• Task requirements: Carry over everything from the start of the data down to the line containing "point(230, 140)", keeping every line but adding 72 to each point coordinate in the answers. Leave the pictures out.

○ ○ ○ ○ ○ ○ ○

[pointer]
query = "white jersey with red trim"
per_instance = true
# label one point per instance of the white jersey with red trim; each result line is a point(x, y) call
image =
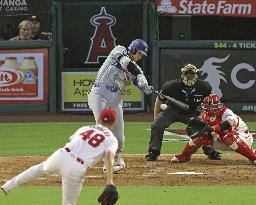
point(90, 143)
point(240, 125)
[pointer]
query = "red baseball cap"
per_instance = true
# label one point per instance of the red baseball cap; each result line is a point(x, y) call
point(108, 115)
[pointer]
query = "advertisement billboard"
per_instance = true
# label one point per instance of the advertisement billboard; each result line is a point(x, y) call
point(77, 85)
point(24, 76)
point(245, 8)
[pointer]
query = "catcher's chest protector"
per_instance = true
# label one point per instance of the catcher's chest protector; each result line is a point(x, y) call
point(212, 120)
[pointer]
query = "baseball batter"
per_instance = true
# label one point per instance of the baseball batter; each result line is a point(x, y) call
point(229, 132)
point(118, 71)
point(87, 146)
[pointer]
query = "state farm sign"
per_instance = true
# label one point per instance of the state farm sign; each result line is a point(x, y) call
point(207, 7)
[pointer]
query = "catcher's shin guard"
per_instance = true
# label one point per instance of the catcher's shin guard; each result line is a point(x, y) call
point(211, 153)
point(240, 147)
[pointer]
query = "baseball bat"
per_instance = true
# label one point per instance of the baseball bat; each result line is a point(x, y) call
point(176, 102)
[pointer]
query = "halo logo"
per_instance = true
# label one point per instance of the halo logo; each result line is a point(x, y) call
point(103, 40)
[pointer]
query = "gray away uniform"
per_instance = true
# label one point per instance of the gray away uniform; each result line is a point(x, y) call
point(107, 91)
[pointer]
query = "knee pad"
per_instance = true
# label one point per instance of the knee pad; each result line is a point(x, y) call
point(200, 141)
point(230, 140)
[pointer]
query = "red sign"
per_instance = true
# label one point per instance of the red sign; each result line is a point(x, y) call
point(23, 76)
point(244, 8)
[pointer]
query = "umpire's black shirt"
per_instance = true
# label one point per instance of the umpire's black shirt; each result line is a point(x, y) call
point(191, 95)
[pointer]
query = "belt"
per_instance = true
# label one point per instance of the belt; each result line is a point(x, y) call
point(77, 158)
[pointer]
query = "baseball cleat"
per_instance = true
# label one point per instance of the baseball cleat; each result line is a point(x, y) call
point(5, 192)
point(152, 155)
point(178, 158)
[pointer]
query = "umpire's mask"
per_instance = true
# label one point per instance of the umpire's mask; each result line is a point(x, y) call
point(189, 74)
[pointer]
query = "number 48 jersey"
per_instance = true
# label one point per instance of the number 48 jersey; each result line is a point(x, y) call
point(91, 142)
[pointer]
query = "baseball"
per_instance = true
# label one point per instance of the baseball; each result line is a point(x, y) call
point(163, 106)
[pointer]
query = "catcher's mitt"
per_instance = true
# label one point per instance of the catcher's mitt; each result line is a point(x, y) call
point(109, 196)
point(196, 128)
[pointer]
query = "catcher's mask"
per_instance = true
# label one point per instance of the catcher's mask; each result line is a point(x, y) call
point(189, 74)
point(212, 105)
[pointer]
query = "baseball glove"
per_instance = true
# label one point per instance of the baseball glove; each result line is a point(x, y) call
point(109, 196)
point(196, 128)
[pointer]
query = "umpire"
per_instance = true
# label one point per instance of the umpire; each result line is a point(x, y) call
point(190, 90)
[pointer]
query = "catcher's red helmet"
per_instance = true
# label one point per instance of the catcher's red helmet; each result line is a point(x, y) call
point(212, 105)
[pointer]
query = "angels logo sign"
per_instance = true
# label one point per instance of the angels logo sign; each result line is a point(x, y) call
point(103, 40)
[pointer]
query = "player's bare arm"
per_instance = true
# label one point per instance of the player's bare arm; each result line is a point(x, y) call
point(157, 108)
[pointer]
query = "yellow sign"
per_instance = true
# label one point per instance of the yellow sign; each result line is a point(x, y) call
point(77, 85)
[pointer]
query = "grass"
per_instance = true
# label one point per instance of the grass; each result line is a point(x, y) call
point(23, 139)
point(139, 195)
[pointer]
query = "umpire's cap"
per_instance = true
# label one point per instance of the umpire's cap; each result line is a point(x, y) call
point(34, 18)
point(108, 115)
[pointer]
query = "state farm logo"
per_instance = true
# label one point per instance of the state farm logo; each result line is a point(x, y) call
point(10, 77)
point(210, 7)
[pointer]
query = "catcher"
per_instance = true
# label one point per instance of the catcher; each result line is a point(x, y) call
point(87, 146)
point(220, 128)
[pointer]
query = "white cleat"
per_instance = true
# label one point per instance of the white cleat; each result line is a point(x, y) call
point(118, 165)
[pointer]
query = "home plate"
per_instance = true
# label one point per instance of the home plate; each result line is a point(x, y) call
point(92, 176)
point(186, 173)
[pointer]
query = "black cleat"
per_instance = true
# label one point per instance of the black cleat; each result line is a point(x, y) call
point(152, 155)
point(211, 153)
point(214, 155)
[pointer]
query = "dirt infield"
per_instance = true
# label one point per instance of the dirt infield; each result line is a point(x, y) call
point(231, 170)
point(65, 117)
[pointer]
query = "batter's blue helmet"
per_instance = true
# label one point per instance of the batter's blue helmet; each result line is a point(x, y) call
point(138, 45)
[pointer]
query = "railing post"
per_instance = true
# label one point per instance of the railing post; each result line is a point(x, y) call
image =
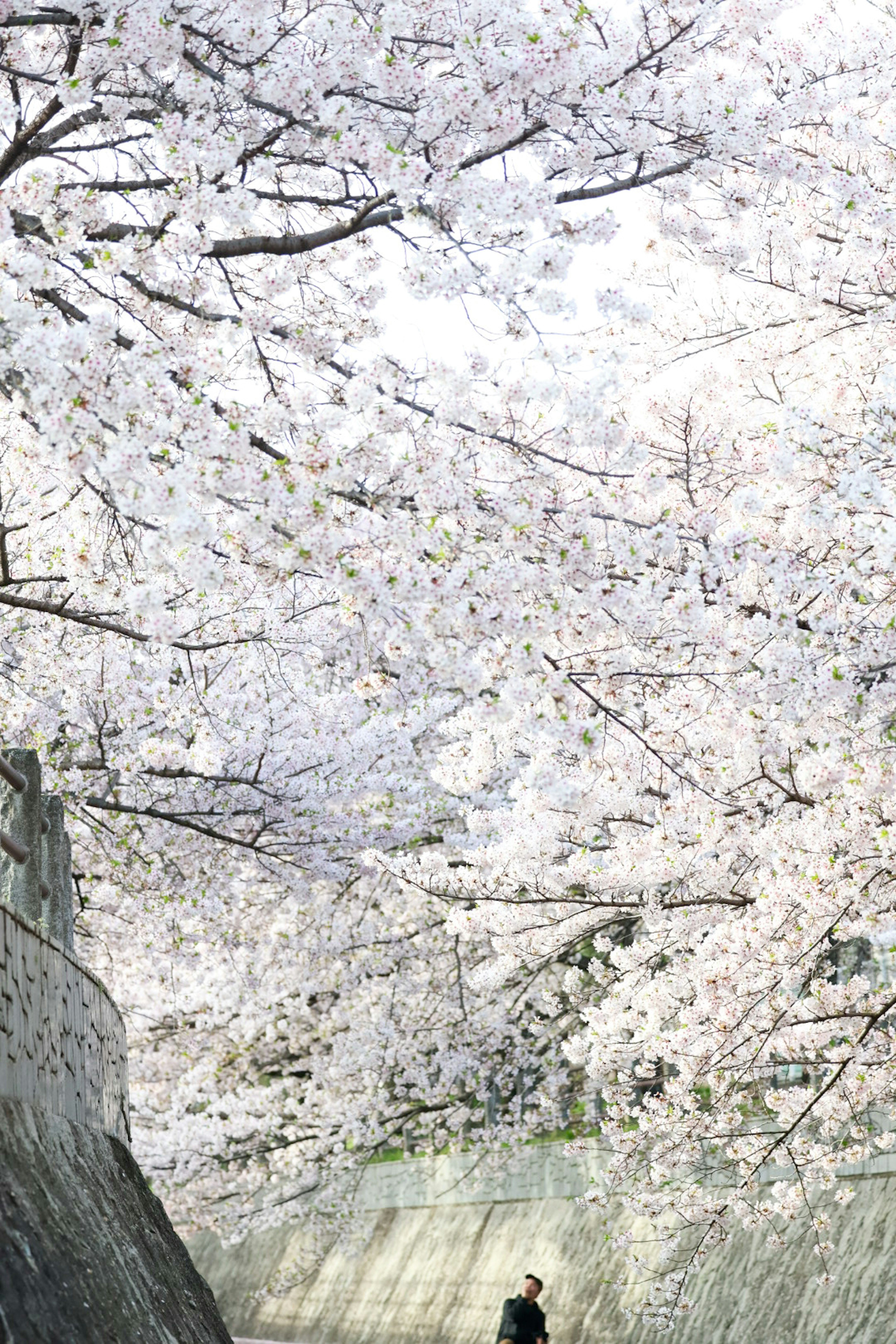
point(56, 870)
point(21, 819)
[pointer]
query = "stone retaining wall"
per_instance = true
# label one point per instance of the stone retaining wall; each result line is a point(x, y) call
point(62, 1041)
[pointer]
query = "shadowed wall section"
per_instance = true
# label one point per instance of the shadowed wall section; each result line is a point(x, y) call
point(87, 1252)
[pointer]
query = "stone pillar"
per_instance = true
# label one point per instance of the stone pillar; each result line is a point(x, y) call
point(56, 870)
point(21, 819)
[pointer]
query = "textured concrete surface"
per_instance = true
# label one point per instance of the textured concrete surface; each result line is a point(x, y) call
point(62, 1041)
point(437, 1275)
point(87, 1252)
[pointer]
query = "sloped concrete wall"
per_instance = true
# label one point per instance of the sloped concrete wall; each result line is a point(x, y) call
point(436, 1272)
point(62, 1041)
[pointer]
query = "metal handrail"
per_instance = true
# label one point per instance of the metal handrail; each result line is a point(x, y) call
point(13, 777)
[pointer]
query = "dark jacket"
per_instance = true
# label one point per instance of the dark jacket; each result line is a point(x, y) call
point(522, 1322)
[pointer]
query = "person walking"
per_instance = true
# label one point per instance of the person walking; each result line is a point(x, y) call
point(522, 1318)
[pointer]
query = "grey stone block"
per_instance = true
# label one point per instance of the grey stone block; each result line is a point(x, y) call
point(21, 819)
point(56, 870)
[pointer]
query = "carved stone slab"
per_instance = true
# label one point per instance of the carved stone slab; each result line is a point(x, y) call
point(62, 1041)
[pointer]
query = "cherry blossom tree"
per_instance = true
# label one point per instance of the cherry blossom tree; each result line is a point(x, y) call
point(420, 718)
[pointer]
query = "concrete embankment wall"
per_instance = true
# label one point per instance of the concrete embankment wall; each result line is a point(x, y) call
point(441, 1257)
point(88, 1254)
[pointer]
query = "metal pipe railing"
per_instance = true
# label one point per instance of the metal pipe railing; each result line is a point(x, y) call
point(14, 777)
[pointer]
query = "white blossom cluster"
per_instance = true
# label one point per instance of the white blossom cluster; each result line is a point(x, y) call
point(451, 742)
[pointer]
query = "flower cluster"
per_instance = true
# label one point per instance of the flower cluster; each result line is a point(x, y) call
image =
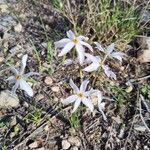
point(80, 95)
point(94, 63)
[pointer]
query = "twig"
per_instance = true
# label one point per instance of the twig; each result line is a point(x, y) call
point(143, 100)
point(139, 79)
point(142, 118)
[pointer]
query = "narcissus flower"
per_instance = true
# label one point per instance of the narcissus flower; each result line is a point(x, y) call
point(73, 41)
point(96, 63)
point(19, 78)
point(109, 51)
point(80, 95)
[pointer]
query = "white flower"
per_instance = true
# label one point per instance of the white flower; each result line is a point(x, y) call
point(19, 78)
point(96, 63)
point(109, 73)
point(109, 51)
point(80, 95)
point(72, 41)
point(101, 105)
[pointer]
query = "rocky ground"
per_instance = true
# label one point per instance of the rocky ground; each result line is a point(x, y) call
point(42, 122)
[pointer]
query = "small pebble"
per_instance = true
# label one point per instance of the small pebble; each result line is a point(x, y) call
point(74, 141)
point(18, 28)
point(48, 80)
point(55, 88)
point(34, 145)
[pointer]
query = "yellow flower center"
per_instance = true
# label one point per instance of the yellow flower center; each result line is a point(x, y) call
point(75, 41)
point(80, 95)
point(18, 77)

○ ○ ○ ○ ○ ○ ○

• Completed exercise:
[pointer]
query = "white jersey with red trim"
per_instance = true
# label one point per instance of the white jersey with red trim; each result line is a point(x, y) call
image =
point(162, 215)
point(312, 197)
[pointer]
query = "red baseball cap"
per_instance = true
# label one point per instance of the red baseball cap; each result line is a point(x, y) call
point(180, 187)
[pointer]
query = "advertisement billboard"
per_instance = true
# label one point per instance of the advertisement billboard; each result line is a point(x, y) call
point(149, 157)
point(96, 148)
point(317, 80)
[pointer]
query = "catcher's chest protector"
per_instance = true
# label one point per instance of the catcher's chest protector; each result line is a point(x, y) call
point(284, 192)
[pointer]
query = "baseball batter"
per_instance = true
# label one point per instance of the baseball batter; each result line is a point(x, y) call
point(301, 204)
point(190, 143)
point(159, 218)
[pointer]
query = "state farm sign"
per_instance = true
# label one point per instance of the state farm sign; each result line is a point(x, y) call
point(279, 79)
[pointer]
query = "catcher's shin guard"
per_instance = true
# label one point per instance of the catcher's shin guard; each result line is a point(x, y) call
point(283, 225)
point(312, 219)
[pointer]
query = "baseball bat"
per_instance = true
# label one point per instance of the baseball bat; each result line is a point(x, y) call
point(248, 174)
[pointer]
query = "halo logo"
per_instance = true
# label one point per instance of the halo logo; each result line is a point(x, y) call
point(175, 112)
[pointer]
query = "gray away uniform"
per_instance = true
# label one point per instance of the gray away uniform; each result line is a point(x, y) call
point(179, 163)
[pointer]
query = "knee pad"
per_instance = true
# label one point per instance of the knee pad; each result line is a point(x, y) call
point(272, 213)
point(302, 212)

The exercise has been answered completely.